* What the task requires
Taking the line with "child above, set" as the first and the line with "of the metal" as the last, set down exactly every line in that range from the entries below, and no more.
+++
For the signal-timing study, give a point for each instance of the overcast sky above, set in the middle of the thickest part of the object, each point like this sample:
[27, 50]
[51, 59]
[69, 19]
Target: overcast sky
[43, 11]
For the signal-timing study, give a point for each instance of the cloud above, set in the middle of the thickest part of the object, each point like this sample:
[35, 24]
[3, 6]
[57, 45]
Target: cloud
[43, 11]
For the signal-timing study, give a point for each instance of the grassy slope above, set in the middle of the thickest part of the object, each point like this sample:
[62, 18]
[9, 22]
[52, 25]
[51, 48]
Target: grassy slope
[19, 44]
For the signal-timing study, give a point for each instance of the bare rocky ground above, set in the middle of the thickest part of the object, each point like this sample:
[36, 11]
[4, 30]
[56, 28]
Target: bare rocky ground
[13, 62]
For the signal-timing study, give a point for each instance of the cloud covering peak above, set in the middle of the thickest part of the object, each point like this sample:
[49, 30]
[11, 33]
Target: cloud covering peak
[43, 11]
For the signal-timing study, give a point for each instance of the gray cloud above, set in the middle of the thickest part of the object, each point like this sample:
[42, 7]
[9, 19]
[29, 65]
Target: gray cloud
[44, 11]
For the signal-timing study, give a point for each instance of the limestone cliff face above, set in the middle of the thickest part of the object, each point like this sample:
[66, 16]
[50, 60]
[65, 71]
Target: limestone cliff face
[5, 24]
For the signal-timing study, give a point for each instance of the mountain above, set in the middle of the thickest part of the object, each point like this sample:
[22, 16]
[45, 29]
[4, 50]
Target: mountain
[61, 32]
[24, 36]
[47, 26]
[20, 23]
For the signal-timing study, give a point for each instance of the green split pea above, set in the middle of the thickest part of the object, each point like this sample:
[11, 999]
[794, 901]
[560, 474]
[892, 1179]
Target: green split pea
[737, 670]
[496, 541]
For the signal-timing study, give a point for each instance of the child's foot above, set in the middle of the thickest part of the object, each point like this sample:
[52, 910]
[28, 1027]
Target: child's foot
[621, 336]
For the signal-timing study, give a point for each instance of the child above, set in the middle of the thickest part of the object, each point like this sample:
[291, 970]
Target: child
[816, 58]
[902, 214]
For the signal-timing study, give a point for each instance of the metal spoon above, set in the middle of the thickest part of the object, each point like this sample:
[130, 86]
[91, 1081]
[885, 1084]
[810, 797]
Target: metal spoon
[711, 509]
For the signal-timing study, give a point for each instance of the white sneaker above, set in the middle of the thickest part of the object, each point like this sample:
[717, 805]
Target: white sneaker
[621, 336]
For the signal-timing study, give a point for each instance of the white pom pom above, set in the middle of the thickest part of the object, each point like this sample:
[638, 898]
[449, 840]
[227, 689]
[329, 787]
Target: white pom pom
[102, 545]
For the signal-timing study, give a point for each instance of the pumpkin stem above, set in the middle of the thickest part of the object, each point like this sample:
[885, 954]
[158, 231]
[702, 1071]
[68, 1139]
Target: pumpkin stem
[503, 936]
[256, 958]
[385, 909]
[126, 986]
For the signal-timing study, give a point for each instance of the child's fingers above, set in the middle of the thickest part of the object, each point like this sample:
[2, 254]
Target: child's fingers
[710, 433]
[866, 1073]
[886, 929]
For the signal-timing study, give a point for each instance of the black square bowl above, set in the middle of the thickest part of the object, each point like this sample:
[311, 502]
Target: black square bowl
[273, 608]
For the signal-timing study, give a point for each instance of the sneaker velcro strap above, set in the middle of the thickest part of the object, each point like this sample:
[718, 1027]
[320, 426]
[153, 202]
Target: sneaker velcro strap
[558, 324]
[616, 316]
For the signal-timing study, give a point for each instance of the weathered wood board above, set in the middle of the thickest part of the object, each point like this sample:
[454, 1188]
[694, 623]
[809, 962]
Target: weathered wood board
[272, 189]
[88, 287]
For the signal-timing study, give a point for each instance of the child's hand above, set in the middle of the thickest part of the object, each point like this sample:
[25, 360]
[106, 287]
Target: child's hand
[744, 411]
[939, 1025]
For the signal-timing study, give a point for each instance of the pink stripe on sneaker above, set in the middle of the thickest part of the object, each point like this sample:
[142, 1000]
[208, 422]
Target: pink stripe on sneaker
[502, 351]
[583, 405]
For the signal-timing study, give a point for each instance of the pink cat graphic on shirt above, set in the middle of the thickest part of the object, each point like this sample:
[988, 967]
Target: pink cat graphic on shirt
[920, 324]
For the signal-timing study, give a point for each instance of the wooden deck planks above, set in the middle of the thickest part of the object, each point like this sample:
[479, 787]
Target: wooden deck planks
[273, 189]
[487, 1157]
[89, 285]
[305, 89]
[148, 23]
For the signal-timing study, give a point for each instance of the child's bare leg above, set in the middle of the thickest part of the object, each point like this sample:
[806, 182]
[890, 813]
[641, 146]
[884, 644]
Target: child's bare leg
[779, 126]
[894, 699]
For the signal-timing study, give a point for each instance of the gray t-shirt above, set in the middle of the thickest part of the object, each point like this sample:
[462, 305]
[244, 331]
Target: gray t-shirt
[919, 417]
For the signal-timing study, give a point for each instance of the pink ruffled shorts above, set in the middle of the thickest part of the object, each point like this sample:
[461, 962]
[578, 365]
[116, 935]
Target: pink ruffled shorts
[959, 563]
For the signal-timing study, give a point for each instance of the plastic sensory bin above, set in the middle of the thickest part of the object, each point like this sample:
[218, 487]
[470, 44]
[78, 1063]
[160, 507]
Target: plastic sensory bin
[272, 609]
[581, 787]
+++
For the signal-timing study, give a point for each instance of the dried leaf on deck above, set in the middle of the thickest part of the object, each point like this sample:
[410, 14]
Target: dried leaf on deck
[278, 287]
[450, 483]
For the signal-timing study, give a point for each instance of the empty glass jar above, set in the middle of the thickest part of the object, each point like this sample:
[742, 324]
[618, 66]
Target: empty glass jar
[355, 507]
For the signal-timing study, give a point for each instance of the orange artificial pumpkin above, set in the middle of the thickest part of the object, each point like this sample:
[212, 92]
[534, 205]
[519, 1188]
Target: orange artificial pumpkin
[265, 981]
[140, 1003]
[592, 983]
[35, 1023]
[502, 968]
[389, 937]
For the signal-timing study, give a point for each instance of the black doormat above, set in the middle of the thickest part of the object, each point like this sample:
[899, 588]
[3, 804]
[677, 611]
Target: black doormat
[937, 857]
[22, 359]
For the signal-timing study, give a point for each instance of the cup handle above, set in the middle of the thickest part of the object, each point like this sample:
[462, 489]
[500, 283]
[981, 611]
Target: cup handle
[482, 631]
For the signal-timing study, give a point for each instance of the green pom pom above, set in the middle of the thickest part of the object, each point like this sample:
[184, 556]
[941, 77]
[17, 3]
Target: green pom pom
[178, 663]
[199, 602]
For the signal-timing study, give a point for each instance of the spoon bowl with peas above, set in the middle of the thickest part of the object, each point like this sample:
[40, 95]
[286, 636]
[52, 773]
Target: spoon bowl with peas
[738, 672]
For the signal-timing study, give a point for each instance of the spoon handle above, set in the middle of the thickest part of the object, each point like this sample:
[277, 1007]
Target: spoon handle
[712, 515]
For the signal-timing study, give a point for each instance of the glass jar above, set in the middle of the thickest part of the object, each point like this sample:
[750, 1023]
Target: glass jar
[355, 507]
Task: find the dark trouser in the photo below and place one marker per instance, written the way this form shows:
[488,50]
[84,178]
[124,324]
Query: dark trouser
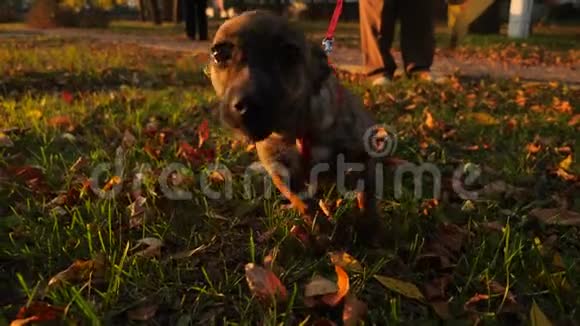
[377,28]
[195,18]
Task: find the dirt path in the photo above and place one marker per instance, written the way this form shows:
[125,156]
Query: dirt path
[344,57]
+++
* Exercise answer
For the signal-timing study, give a point for each instance of the child above, set in the middle of the thickest part of the object, each point like this sample:
[291, 970]
Target: child
[816, 58]
[902, 214]
For the signal-timing study, give a point for each instance of the metal spoon above, set in the middle of the thickest part of the object, each point like this sample:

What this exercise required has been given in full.